__Work item__: Could the data below be copied exactly, minus the pictures?

__Provided material__:
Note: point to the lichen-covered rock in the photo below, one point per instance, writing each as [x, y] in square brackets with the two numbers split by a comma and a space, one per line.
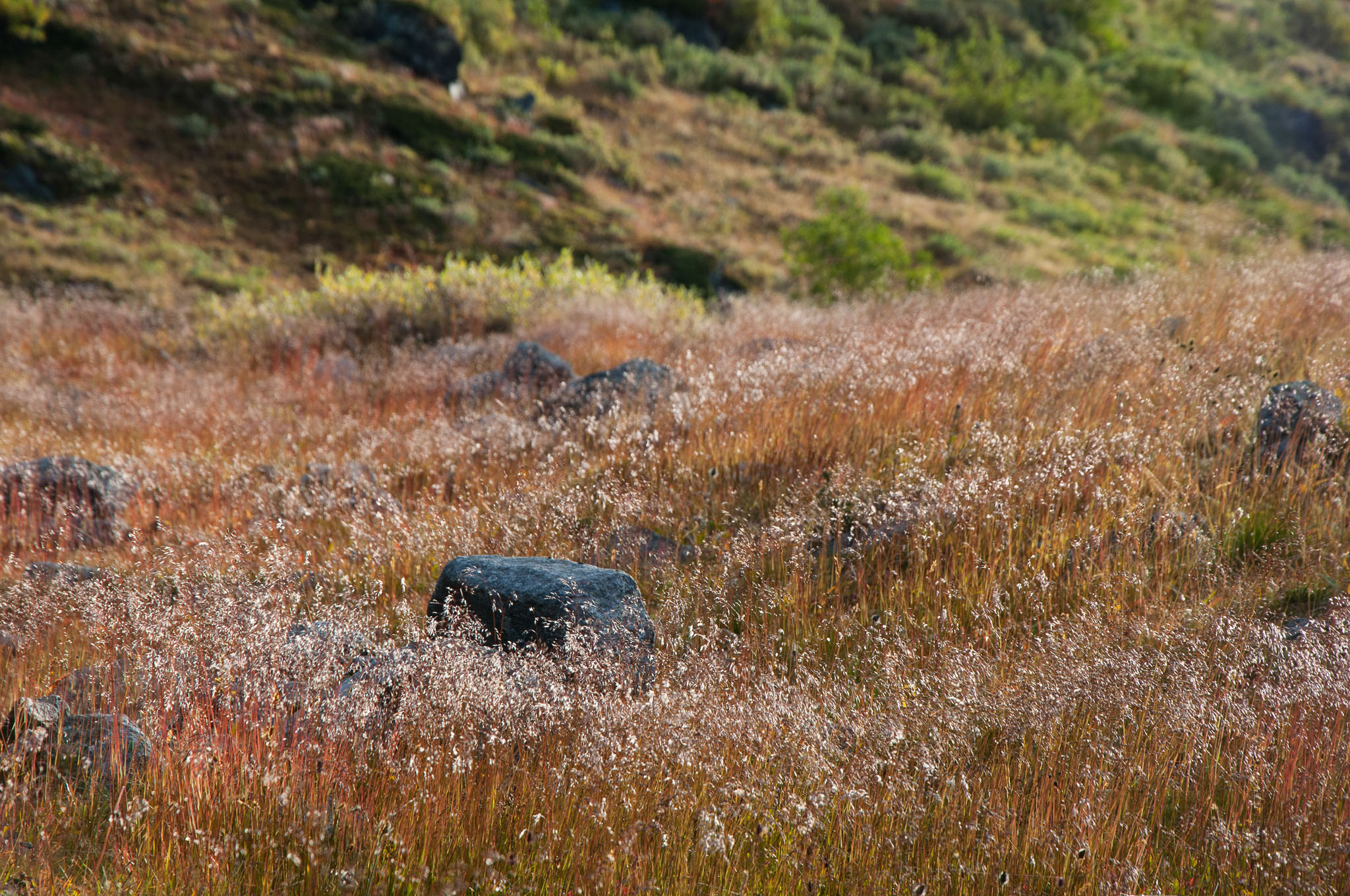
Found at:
[535, 368]
[65, 501]
[105, 744]
[639, 385]
[1299, 420]
[544, 601]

__Solution__:
Note: point to the lichen-covered rock in the photo below, one point per instance, writing each as [x, y] in square brackets with the two numbers split by a comma and a space, one per line.
Found at:
[535, 368]
[65, 501]
[105, 744]
[639, 385]
[1299, 420]
[544, 601]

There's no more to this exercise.